● Supplied material:
● ● ● ● ●

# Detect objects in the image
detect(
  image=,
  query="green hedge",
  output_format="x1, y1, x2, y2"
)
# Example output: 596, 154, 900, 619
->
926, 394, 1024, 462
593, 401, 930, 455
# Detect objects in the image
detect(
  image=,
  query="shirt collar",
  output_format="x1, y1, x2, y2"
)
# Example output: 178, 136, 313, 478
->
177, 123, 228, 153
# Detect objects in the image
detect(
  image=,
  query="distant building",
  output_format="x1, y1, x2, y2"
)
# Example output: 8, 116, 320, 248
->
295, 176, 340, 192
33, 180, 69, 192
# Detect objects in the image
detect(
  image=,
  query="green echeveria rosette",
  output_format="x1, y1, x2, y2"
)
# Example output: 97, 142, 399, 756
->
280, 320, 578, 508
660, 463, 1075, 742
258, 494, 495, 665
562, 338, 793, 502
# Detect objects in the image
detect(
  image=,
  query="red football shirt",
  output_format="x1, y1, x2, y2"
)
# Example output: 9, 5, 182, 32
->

● ● ● ● ●

Return all of the records above, line for line, with every character unchanged.

● Finished task:
# Detect objects in the image
detect(
  image=,
  query="green hedge",
  output_format="x1, y1, x2, y2"
)
# Example output: 596, 154, 900, 619
->
926, 394, 1024, 462
593, 401, 930, 455
# Detect objects in the image
detect(
  image=,
  query="shirt collar",
  output_format="x1, y1, x2, y2"
)
# Example output: 178, 136, 313, 478
->
177, 123, 228, 153
# Detect objects in the image
detect(
  image=,
  query="distant building",
  output_format="x1, y1, x2, y2"
)
# Example output: 8, 116, 320, 248
->
295, 176, 340, 192
33, 180, 69, 192
# Detect objects in the image
detect(
  image=,
  query="green echeveria rosette",
  output_format="x1, y1, x2, y2"
)
# Example output: 97, 142, 399, 756
->
280, 320, 578, 508
660, 463, 1075, 742
258, 494, 495, 665
562, 338, 793, 502
# Detect objects in the image
detect(
  image=,
  query="red football shirt",
  output_format="x1, y1, x2, y2"
)
# Example output: 9, 5, 182, 32
->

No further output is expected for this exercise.